* Reading passage
--
Lower courts, then, do not have the option of departing from disfavored precedent under a nebulous “doctrinal developments” test. See National Foreign Trade Council v. Natsios, . . . (1st Cir. 1999) (“[D]ebate about the continuing viability of a Supreme Court opinion does not, of course, excuse the lower federal courts from applying that opinion.”); see also, Scheiber v. Dolby Labs., Inc., . . . (7th Cir. 2002) (“[W]e have no authority to overrule a Supreme Court decision no matter how dubious its reasoning strikes us, or even how out of touch with the Supreme Court’s current thinking the decision seems.”)(Op. of Posner, J.).
. . .
That this Court reaches its decision by embracing precedent may prove disappointing. But the role of precedent in our system of adjudication is not simply a matter of binding all succeeding generations to the decision that is first in time. Instead, stare decisis embodies continuity, certainly, but also limitation: there are some principles of logic and law that cannot be forgotten.
--
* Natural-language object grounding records
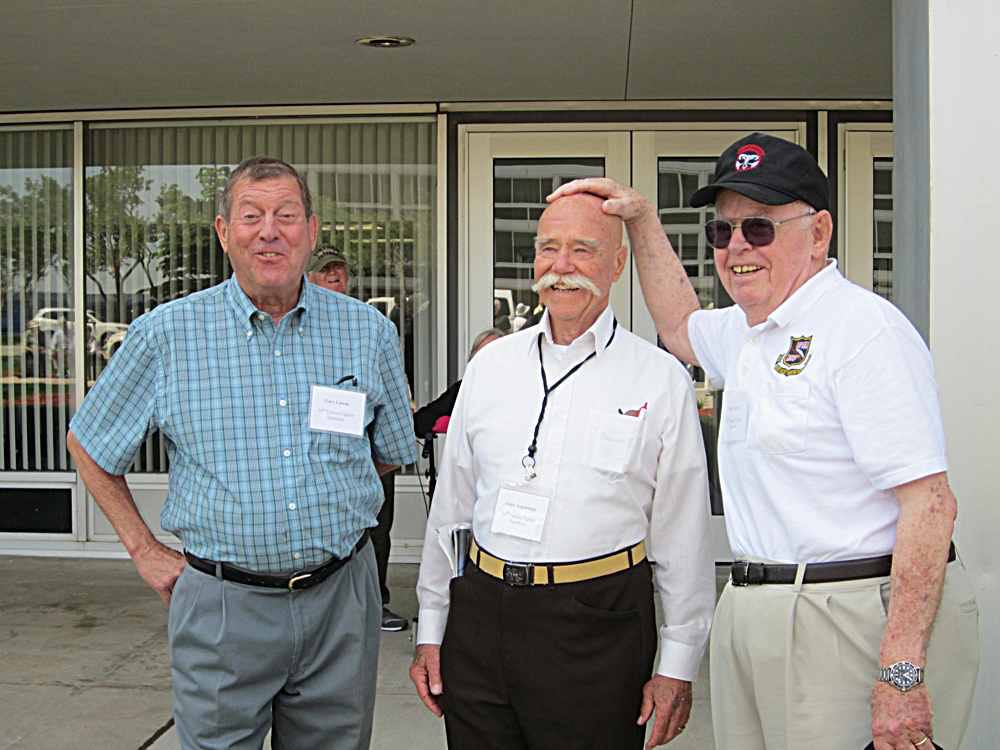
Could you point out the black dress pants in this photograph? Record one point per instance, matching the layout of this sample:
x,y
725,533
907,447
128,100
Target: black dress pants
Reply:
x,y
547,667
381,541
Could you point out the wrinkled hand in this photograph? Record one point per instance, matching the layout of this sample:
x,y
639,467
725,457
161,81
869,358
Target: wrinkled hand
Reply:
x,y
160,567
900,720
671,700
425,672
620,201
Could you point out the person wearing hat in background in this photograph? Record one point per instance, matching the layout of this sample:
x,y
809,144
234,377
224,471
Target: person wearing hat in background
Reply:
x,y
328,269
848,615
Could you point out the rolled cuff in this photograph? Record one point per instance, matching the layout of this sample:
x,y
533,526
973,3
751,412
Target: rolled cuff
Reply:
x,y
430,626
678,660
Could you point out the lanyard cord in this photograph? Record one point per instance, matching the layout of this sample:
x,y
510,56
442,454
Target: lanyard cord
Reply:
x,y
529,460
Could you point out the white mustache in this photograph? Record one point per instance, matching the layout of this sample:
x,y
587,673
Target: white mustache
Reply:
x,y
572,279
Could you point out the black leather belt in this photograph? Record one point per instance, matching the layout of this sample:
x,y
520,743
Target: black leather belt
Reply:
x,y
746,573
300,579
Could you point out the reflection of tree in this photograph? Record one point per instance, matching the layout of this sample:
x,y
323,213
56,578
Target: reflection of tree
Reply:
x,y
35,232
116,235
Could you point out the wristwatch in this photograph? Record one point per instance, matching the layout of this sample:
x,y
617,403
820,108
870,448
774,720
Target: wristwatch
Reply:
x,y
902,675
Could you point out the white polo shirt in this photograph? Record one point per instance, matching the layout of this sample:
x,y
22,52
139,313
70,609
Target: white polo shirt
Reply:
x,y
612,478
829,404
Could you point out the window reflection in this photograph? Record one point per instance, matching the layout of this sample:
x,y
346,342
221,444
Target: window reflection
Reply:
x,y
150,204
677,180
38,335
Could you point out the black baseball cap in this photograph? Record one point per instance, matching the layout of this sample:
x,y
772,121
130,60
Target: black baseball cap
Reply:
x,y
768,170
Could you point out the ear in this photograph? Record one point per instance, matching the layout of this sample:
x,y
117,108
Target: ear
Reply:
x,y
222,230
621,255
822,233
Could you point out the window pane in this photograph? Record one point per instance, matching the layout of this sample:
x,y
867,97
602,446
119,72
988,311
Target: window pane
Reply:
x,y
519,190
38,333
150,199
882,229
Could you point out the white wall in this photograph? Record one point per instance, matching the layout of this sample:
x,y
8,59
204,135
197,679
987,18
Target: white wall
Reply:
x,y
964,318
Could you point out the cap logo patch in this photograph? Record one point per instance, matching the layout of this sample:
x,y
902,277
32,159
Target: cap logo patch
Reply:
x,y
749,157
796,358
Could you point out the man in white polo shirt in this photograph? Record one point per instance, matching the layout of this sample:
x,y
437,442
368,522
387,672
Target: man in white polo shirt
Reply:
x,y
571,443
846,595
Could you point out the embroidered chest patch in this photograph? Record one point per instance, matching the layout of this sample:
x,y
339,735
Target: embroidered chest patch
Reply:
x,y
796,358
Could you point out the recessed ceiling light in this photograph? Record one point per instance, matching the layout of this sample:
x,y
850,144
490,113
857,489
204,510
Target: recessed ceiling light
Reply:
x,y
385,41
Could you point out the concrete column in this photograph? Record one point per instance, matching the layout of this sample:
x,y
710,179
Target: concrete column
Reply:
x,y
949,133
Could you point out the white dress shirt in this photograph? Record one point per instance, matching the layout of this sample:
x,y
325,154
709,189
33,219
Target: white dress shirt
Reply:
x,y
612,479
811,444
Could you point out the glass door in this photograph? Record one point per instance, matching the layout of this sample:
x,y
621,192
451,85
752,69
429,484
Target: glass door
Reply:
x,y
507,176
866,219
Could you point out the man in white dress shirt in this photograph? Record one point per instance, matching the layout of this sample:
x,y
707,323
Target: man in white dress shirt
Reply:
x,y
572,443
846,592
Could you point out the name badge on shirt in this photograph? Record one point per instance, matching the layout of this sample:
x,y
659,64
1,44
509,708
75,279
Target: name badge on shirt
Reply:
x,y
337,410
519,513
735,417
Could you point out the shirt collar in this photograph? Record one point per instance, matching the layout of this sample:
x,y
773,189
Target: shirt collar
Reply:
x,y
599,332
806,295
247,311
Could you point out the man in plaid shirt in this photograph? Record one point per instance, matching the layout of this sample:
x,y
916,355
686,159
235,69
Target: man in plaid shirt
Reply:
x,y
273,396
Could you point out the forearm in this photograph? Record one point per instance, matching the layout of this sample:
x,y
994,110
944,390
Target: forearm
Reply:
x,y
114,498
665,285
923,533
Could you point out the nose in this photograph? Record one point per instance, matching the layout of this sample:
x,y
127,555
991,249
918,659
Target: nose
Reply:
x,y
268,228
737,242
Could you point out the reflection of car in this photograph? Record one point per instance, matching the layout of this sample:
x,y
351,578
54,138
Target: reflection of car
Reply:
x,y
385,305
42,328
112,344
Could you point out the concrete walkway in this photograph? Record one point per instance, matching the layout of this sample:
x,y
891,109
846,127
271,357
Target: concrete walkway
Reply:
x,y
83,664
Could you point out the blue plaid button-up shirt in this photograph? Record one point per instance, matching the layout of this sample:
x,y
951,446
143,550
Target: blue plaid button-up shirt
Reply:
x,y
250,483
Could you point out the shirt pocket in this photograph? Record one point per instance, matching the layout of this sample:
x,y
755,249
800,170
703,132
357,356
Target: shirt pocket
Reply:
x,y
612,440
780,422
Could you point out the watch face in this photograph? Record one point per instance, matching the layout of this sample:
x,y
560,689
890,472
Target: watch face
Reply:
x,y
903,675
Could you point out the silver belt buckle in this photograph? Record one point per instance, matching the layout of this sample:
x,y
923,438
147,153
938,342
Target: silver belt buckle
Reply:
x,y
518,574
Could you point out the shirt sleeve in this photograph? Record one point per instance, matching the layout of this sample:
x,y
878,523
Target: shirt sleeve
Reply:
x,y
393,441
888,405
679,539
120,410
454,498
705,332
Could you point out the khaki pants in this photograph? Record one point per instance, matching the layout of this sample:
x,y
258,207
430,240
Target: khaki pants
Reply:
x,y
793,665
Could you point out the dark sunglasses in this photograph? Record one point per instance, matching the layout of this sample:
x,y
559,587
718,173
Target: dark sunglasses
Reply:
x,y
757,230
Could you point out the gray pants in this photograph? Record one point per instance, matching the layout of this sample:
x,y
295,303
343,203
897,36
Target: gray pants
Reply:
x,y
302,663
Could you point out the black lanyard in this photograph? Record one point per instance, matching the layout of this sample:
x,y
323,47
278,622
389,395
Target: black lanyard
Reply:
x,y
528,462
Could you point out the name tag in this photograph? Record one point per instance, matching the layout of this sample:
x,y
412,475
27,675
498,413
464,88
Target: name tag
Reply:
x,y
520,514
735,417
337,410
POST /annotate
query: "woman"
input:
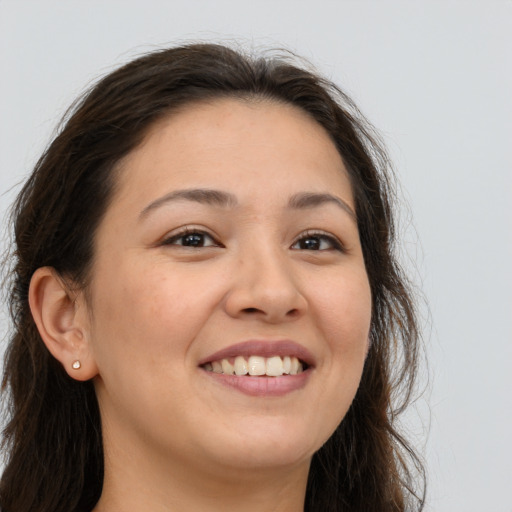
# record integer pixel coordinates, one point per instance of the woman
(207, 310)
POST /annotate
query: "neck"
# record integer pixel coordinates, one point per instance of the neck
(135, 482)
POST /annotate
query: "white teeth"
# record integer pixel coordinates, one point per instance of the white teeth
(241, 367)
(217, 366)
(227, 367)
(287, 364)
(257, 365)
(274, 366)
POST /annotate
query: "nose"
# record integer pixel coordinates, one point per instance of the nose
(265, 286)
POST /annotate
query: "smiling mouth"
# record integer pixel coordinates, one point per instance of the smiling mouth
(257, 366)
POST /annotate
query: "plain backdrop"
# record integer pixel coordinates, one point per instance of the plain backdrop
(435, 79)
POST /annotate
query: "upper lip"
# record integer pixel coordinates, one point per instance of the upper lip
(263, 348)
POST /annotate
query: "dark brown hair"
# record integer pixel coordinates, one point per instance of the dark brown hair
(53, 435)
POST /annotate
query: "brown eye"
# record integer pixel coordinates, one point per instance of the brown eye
--
* Exercise brief
Print the stretch of the court excerpt on precedent that opens with the words containing "Lower courts, then, do" and closes with "of Posner, J.).".

* Exercise response
Lower courts, then, do not have the option of departing from disfavored precedent under a nebulous “doctrinal developments” test. See National Foreign Trade Council v. Natsios, . . . (1st Cir. 1999) (“[D]ebate about the continuing viability of a Supreme Court opinion does not, of course, excuse the lower federal courts from applying that opinion.”); see also, Scheiber v. Dolby Labs., Inc., . . . (7th Cir. 2002) (“[W]e have no authority to overrule a Supreme Court decision no matter how dubious its reasoning strikes us, or even how out of touch with the Supreme Court’s current thinking the decision seems.”)(Op. of Posner, J.).